• _ASSIGNMENT_
Working through the lines below, return each one that holds "shirt".

• _LISTED RECORDS_
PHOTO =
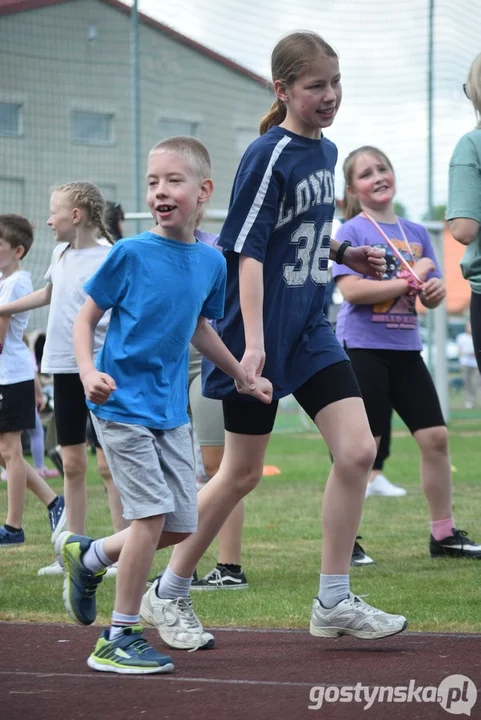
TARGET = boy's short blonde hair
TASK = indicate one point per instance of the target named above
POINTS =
(191, 150)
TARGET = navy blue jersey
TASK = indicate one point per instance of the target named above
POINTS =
(280, 213)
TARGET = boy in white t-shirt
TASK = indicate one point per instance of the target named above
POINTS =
(17, 390)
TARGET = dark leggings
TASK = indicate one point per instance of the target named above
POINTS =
(384, 449)
(476, 325)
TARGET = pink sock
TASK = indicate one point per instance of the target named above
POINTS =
(442, 528)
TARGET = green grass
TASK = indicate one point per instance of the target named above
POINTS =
(282, 543)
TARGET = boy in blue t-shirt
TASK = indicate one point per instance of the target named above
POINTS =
(162, 287)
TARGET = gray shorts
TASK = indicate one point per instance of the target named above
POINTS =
(153, 470)
(206, 414)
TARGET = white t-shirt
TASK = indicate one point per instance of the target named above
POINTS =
(15, 361)
(467, 358)
(69, 270)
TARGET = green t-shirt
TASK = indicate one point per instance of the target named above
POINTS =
(465, 199)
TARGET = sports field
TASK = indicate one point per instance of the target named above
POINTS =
(282, 543)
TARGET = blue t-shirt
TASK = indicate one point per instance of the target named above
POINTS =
(157, 289)
(280, 213)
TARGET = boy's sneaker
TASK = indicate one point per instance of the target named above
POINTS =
(112, 571)
(58, 518)
(54, 569)
(128, 654)
(220, 578)
(382, 486)
(151, 581)
(79, 585)
(9, 539)
(456, 545)
(177, 624)
(354, 617)
(358, 556)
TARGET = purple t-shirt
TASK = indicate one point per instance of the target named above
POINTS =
(392, 324)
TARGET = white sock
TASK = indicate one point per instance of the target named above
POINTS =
(120, 622)
(333, 589)
(95, 559)
(172, 586)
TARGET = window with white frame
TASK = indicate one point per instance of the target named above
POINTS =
(92, 128)
(169, 127)
(10, 119)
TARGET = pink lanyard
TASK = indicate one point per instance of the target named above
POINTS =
(392, 246)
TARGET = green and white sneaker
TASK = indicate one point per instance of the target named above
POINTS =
(354, 617)
(128, 654)
(79, 585)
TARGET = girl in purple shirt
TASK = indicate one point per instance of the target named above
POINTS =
(379, 329)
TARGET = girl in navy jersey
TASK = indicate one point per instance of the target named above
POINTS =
(277, 244)
(379, 328)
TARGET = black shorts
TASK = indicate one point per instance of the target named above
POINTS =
(70, 410)
(336, 382)
(17, 407)
(397, 378)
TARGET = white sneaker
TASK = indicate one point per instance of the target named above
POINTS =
(381, 486)
(111, 571)
(54, 569)
(178, 625)
(354, 617)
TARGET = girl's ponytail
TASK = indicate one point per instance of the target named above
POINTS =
(275, 116)
(351, 206)
(104, 232)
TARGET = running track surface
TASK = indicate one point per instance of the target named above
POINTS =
(250, 675)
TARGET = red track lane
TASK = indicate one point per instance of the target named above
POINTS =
(250, 675)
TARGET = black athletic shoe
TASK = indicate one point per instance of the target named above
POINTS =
(56, 458)
(151, 581)
(456, 545)
(220, 578)
(358, 556)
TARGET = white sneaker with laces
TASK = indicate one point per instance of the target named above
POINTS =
(382, 486)
(54, 569)
(354, 617)
(177, 624)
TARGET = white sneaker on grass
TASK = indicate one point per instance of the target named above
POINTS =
(382, 486)
(54, 569)
(354, 617)
(177, 624)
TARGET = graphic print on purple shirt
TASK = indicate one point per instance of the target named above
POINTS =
(393, 324)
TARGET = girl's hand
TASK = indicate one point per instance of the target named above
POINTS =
(98, 386)
(423, 267)
(253, 363)
(366, 260)
(262, 389)
(433, 292)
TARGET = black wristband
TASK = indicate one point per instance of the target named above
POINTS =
(341, 251)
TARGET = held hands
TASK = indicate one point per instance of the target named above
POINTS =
(423, 267)
(253, 384)
(433, 292)
(98, 386)
(366, 260)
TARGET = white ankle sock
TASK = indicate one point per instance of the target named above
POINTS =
(95, 559)
(172, 586)
(333, 589)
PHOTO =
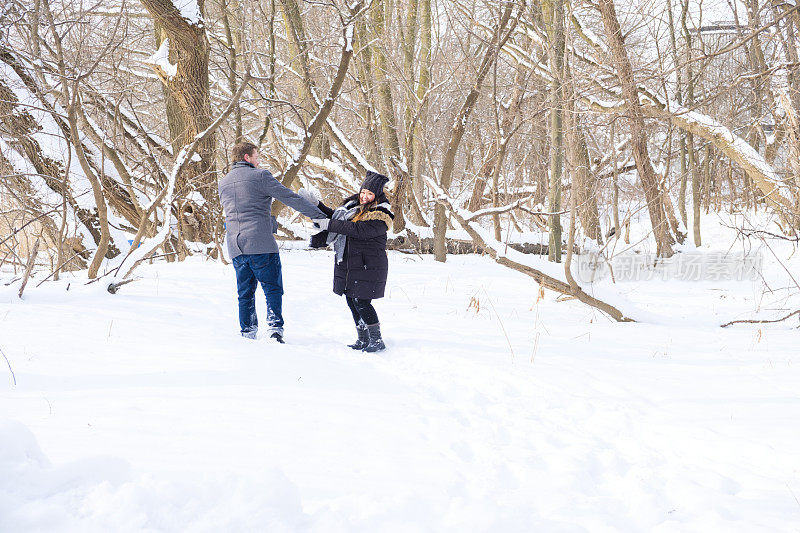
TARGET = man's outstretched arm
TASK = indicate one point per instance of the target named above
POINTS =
(275, 189)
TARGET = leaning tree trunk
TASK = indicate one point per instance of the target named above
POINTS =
(500, 37)
(189, 86)
(641, 156)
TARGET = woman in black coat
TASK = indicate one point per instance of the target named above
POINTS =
(358, 230)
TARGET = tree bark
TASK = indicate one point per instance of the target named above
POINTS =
(459, 125)
(641, 156)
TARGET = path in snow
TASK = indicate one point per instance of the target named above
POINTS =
(145, 411)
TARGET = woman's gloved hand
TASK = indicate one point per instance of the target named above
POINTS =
(309, 196)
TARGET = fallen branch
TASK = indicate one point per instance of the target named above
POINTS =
(797, 312)
(114, 287)
(9, 366)
(495, 250)
(140, 253)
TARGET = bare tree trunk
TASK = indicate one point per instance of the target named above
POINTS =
(644, 166)
(190, 88)
(423, 86)
(499, 38)
(553, 11)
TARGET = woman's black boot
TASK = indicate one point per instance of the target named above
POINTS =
(363, 337)
(375, 341)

• _OUTPUT OF THE EXERCISE_
TARGET = boy in white t-shirt
TARGET = boy in blue t-shirt
TARGET = white t-shirt
TARGET = green t-shirt
TARGET = blue t-shirt
TARGET = purple t-shirt
TARGET = girl in purple shirt
TARGET = graphic print on purple shirt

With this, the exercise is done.